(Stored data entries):

"""

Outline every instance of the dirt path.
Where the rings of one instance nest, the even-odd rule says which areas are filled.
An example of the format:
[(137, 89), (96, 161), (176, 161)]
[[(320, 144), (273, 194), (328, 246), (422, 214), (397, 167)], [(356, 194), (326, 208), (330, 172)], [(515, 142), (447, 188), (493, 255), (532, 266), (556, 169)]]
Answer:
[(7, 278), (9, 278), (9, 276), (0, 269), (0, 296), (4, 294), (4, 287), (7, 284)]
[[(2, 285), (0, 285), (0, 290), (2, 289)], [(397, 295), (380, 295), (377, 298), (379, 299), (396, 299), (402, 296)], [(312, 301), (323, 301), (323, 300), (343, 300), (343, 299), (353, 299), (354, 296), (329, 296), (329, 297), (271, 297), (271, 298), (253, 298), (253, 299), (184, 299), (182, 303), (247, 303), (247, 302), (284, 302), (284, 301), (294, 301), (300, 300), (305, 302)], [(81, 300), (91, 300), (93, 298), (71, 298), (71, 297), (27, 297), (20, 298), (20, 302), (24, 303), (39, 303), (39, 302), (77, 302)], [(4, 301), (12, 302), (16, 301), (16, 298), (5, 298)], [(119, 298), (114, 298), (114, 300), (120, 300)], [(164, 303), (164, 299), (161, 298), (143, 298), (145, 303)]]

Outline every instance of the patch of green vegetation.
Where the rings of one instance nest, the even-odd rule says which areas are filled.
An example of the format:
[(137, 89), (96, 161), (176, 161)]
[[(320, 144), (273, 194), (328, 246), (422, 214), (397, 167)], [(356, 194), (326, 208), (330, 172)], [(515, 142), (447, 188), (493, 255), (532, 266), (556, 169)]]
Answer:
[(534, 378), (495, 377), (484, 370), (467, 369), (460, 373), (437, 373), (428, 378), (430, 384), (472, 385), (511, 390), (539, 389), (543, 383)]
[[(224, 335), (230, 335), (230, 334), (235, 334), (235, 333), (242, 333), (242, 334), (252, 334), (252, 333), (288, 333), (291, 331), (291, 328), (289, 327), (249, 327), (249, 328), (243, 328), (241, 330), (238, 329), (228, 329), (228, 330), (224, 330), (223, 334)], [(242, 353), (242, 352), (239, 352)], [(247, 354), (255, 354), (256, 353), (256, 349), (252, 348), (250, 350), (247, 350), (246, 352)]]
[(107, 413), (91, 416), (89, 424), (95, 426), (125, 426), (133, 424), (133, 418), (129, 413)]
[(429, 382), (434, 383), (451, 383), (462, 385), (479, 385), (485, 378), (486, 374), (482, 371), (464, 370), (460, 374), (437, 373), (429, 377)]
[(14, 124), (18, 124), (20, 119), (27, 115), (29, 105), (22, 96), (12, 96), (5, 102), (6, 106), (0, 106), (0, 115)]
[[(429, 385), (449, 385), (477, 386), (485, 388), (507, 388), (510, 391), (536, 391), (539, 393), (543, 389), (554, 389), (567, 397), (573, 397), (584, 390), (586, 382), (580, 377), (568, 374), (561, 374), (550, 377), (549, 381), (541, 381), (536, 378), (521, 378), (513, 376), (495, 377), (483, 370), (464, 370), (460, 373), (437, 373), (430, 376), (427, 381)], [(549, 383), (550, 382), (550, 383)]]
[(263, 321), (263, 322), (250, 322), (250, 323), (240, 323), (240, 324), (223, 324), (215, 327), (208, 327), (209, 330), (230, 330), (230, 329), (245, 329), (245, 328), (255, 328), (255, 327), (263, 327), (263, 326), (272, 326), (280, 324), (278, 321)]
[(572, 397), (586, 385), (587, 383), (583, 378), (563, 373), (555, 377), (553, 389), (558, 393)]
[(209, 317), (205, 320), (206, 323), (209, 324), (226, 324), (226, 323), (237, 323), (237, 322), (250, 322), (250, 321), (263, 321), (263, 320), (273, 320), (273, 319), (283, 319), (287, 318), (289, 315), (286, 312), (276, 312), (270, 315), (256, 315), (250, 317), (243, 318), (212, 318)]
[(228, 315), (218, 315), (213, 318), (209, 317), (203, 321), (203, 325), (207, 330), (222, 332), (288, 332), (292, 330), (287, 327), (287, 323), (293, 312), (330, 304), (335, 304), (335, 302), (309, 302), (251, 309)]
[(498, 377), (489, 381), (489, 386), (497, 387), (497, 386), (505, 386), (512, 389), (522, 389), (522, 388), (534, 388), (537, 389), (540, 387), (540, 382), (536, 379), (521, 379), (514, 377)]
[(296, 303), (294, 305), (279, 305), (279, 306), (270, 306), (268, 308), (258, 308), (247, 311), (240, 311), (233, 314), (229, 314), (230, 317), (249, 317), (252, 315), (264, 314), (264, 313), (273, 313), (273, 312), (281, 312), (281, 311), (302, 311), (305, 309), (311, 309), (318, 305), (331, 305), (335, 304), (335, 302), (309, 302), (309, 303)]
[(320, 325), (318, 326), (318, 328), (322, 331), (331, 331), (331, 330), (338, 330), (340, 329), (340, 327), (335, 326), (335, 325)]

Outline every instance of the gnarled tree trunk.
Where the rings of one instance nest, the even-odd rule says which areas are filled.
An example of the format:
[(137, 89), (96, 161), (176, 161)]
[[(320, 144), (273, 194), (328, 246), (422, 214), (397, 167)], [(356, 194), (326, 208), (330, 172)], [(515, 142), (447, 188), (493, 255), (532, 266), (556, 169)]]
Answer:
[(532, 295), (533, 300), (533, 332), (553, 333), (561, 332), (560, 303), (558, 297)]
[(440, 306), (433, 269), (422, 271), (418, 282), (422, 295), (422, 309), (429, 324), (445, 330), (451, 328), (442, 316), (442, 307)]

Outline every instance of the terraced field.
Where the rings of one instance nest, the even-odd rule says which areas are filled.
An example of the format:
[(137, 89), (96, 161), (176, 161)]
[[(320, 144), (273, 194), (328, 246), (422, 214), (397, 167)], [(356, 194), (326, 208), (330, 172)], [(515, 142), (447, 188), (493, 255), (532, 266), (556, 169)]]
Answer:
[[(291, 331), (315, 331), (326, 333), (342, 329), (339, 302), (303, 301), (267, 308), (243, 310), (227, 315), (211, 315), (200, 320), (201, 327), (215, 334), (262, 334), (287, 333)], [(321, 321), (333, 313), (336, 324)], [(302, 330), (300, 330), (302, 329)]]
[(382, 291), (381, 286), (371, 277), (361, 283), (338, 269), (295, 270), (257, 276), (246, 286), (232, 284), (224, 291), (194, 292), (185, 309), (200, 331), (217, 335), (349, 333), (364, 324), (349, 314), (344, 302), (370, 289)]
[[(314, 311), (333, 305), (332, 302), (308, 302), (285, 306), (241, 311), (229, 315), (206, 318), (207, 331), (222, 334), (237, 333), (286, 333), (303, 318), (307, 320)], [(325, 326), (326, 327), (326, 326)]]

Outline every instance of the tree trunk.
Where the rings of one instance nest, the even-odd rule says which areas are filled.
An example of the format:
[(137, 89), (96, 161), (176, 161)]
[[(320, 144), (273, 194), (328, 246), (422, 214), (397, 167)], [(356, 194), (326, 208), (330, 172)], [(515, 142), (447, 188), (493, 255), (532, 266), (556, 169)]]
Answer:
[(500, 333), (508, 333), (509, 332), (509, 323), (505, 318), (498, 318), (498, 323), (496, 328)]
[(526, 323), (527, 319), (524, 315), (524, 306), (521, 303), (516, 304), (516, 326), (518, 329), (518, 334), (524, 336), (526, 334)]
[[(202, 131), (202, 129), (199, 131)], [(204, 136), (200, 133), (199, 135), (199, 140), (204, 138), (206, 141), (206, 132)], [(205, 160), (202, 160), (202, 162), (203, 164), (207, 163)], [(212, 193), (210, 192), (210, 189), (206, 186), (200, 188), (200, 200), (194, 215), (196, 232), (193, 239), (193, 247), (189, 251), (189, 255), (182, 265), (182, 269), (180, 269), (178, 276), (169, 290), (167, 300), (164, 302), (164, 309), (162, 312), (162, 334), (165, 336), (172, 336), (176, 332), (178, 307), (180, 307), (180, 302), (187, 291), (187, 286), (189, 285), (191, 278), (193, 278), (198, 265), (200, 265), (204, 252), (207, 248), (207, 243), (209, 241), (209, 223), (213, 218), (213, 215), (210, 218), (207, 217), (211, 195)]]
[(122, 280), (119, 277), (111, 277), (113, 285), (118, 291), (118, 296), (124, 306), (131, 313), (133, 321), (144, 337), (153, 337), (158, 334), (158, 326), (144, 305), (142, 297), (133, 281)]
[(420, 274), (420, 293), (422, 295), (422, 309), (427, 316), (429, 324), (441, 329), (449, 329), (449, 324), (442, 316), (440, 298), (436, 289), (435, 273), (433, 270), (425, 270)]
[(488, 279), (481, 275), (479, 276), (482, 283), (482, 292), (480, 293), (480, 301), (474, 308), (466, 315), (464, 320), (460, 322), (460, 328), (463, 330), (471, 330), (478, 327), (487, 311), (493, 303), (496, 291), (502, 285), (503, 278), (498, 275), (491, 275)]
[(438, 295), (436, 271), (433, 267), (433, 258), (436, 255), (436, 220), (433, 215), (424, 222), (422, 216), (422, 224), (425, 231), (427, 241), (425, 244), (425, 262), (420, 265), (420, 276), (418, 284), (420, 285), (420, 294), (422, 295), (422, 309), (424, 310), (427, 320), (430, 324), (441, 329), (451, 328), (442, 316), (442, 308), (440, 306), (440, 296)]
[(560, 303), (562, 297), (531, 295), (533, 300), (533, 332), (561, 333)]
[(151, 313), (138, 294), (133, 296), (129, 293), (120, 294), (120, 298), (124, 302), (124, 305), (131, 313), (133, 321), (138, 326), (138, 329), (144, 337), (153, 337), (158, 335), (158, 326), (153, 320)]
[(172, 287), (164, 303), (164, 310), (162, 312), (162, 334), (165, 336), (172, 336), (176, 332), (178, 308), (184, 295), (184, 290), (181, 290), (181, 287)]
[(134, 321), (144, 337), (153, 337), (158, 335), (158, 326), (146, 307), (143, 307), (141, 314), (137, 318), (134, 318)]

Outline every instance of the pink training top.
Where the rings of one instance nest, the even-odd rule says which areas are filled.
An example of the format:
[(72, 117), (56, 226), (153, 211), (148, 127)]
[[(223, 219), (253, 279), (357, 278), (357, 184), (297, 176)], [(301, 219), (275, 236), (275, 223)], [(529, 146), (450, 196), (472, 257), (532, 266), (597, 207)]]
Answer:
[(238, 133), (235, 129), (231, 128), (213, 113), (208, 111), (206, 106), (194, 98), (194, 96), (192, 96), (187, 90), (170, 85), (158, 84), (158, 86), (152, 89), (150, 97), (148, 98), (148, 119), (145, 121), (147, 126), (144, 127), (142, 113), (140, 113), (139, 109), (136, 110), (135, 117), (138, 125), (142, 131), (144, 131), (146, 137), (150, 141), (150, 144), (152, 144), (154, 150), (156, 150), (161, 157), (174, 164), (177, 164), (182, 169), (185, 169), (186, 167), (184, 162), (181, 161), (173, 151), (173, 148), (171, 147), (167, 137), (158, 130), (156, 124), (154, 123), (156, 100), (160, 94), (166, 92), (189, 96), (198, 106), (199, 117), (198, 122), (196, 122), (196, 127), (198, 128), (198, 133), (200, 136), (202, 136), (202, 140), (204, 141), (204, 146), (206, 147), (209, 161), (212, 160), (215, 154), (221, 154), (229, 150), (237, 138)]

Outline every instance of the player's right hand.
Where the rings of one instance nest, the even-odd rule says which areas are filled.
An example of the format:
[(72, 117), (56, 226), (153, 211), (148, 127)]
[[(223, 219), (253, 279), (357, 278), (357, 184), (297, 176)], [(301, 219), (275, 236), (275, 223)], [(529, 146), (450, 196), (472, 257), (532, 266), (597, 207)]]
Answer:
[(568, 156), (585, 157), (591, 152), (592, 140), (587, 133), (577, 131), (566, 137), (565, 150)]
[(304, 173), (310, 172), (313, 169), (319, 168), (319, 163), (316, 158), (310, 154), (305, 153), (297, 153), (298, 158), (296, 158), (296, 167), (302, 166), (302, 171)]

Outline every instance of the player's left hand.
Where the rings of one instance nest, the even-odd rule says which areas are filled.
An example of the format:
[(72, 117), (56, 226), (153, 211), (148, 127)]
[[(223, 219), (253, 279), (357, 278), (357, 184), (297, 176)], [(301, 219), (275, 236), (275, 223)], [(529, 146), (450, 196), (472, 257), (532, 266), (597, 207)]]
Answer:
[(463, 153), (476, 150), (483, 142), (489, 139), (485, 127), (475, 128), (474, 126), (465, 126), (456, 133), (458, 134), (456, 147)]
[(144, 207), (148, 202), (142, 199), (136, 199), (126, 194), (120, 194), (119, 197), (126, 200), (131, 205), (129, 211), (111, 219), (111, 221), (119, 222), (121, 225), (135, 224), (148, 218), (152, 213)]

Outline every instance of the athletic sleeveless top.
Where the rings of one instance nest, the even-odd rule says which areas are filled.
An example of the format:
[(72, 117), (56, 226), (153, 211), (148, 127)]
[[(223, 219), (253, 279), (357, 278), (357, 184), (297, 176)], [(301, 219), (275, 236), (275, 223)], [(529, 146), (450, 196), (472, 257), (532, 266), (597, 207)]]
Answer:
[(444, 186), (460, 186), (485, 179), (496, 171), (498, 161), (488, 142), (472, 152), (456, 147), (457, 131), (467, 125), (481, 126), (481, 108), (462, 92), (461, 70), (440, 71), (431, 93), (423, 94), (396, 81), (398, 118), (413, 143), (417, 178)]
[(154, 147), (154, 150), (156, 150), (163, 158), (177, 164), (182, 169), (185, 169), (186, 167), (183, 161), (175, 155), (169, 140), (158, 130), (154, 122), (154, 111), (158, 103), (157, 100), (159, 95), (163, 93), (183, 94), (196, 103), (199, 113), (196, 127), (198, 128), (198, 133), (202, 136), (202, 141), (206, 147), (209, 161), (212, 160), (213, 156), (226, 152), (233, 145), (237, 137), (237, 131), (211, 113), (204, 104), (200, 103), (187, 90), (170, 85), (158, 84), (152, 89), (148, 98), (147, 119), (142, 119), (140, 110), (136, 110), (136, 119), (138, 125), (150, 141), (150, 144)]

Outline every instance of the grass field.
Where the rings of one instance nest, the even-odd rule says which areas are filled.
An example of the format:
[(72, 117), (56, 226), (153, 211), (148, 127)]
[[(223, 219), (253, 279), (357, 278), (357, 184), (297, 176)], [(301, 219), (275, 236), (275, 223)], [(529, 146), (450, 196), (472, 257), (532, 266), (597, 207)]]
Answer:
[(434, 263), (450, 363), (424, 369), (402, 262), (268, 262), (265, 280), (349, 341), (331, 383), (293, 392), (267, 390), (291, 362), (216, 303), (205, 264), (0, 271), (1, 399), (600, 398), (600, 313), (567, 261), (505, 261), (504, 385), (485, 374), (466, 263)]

"""

Reproduce each line from the data that has "Outline" in it.

Outline every instance of the dirt path.
Outline every instance of the patch of green vegetation.
Outline every instance of the gnarled tree trunk.
Outline every instance of the terraced field.
Outline every instance of the tree trunk.
Outline every instance of the pink training top.
Outline every instance of the player's right hand.
Outline every instance of the player's left hand.
Outline every instance of the athletic sleeveless top.
Outline every instance of the grass field.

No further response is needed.